_EXERCISE_
Give the number of lines in the material below that contain the word "each", and nothing else.

----

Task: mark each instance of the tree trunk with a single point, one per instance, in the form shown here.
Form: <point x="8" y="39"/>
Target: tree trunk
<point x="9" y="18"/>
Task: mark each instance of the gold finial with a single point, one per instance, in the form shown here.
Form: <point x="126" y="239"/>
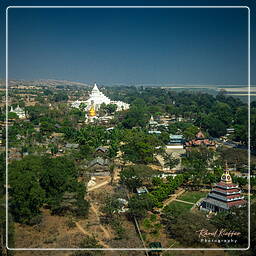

----

_EXPECTED OUTPUT_
2